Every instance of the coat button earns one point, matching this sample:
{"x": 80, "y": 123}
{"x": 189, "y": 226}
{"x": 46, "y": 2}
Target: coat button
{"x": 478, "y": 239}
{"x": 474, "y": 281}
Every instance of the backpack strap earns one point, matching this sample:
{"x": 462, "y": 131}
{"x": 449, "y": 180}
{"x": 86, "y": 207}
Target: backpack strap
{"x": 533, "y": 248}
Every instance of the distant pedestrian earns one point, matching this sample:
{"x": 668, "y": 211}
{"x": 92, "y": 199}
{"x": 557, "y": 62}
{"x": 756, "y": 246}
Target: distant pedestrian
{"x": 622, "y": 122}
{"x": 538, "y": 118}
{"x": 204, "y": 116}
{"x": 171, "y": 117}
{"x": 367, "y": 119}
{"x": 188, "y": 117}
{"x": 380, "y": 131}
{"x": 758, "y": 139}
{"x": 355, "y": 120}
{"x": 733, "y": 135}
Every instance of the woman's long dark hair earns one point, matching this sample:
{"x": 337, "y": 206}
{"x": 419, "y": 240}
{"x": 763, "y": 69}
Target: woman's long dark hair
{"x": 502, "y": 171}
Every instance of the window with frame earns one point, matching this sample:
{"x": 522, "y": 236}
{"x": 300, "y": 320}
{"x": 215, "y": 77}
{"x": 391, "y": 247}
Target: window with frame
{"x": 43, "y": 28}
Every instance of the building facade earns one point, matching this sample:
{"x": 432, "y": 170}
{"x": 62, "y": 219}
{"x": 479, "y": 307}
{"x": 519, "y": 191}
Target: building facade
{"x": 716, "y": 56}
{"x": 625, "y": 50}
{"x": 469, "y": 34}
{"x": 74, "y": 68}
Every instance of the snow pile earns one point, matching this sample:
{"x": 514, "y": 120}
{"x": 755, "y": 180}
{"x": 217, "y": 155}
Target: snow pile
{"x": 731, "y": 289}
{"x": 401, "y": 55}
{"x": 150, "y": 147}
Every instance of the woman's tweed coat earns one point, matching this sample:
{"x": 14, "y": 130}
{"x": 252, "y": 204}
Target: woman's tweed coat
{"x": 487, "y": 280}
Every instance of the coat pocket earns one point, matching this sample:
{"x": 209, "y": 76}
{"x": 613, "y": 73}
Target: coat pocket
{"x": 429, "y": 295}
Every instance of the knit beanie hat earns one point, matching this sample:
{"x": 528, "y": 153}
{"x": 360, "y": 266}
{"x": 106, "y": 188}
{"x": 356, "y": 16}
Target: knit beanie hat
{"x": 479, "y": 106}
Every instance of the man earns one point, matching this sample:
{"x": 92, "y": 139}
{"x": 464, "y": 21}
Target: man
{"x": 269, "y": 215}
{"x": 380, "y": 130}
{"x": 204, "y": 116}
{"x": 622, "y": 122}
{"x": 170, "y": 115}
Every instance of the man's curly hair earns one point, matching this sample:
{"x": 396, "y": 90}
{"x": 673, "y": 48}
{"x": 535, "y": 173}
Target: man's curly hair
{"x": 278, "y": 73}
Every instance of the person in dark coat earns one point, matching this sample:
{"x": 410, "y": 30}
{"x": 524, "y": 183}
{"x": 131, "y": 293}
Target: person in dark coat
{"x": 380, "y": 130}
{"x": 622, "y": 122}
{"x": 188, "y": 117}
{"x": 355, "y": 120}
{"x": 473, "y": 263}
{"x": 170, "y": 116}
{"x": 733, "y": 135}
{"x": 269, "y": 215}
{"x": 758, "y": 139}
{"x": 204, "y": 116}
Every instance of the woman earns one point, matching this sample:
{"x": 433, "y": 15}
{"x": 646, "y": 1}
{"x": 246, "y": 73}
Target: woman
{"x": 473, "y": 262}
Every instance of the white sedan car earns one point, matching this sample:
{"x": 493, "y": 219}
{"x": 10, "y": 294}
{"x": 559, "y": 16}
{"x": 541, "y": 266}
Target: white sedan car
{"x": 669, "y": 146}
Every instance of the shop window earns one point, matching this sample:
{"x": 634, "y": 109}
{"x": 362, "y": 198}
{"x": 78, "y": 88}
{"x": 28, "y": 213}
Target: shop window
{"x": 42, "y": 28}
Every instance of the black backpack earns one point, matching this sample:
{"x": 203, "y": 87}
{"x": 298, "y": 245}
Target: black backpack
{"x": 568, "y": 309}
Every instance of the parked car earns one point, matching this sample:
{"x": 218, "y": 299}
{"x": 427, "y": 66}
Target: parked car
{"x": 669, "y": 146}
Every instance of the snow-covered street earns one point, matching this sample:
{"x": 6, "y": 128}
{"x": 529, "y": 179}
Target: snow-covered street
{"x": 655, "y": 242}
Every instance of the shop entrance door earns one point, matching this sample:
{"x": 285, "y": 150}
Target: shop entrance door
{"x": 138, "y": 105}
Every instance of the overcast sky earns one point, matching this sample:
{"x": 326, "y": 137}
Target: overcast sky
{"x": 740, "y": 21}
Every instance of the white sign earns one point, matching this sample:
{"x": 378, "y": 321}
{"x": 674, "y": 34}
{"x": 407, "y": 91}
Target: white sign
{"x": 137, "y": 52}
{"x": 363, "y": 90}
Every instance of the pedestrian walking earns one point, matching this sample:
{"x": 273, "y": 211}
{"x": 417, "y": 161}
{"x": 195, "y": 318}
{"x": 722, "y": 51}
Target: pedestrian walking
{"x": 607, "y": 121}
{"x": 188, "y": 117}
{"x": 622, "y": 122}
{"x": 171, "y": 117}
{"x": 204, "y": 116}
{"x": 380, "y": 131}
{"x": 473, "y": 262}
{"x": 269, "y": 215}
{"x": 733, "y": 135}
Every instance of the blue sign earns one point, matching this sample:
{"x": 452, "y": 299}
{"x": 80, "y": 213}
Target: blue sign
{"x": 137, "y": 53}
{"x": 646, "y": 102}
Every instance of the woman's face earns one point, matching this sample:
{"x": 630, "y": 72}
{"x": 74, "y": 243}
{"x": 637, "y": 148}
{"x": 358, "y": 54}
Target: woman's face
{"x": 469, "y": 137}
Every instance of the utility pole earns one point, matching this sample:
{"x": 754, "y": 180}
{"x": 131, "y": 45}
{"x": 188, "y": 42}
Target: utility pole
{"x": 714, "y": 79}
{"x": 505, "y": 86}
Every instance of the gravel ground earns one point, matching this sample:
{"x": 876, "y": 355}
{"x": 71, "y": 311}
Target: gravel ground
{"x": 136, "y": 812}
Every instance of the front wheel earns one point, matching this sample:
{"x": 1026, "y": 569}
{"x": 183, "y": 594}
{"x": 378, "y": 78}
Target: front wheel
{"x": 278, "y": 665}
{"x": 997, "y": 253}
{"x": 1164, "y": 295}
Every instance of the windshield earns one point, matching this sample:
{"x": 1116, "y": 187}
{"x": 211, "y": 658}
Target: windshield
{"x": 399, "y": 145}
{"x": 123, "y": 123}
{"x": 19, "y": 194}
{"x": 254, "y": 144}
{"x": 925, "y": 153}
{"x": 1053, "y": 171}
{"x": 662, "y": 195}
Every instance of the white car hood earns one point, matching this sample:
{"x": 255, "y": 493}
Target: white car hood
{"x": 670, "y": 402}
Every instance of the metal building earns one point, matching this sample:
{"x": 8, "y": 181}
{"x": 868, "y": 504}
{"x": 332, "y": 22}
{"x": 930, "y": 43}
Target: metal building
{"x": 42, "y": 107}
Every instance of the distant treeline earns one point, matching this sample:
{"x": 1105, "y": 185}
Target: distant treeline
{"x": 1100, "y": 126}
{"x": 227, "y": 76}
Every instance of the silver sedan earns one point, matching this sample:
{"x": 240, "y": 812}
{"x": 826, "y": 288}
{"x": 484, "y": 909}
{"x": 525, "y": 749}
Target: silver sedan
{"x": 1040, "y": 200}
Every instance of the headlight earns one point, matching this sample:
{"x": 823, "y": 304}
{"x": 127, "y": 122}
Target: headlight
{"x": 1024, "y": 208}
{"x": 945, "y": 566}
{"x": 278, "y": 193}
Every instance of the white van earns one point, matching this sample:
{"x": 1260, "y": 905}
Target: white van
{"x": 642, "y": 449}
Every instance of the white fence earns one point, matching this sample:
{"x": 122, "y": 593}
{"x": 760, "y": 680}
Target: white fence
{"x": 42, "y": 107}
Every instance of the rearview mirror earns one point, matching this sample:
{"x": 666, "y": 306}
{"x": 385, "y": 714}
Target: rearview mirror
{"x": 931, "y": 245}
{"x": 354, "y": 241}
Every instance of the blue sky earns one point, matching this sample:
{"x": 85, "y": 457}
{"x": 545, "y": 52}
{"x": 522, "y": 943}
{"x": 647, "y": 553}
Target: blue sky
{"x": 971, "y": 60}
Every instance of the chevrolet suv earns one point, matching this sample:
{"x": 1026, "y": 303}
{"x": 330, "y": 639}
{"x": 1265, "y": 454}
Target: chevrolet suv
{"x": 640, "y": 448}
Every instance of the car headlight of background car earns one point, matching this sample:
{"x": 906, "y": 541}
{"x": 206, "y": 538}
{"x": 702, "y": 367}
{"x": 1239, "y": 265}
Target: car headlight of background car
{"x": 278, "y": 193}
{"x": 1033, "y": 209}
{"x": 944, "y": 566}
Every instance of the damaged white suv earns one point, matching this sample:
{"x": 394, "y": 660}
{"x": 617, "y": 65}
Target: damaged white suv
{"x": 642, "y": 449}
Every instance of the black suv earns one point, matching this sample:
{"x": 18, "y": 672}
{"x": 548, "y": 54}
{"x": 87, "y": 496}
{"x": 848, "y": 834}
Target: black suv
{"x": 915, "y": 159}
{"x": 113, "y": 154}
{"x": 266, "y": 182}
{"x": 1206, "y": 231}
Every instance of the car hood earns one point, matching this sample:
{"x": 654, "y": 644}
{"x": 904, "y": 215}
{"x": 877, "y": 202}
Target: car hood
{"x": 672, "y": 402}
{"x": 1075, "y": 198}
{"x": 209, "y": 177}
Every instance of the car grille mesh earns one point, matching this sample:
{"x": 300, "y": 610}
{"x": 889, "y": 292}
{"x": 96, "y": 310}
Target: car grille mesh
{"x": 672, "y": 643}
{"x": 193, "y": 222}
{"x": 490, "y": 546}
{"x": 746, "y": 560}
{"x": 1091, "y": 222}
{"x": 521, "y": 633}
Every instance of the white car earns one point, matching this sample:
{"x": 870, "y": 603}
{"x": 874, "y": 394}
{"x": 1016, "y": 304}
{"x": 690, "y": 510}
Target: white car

■ ■ ■ ■

● EXERCISE REQUIREMENTS:
Your output should be the lines from the one with "Every instance of the car grille" through the last line of the entries above, copied exactly and nothing more.

● TASK RESPONSE:
Every instance of the car grille mesh earns one point, matching this sample:
{"x": 300, "y": 610}
{"x": 889, "y": 292}
{"x": 96, "y": 310}
Target: car grille mesh
{"x": 672, "y": 643}
{"x": 193, "y": 222}
{"x": 490, "y": 546}
{"x": 746, "y": 560}
{"x": 1091, "y": 222}
{"x": 521, "y": 633}
Every instance of the white car earns one point, matching this sample:
{"x": 870, "y": 603}
{"x": 874, "y": 394}
{"x": 1016, "y": 304}
{"x": 690, "y": 510}
Target: white car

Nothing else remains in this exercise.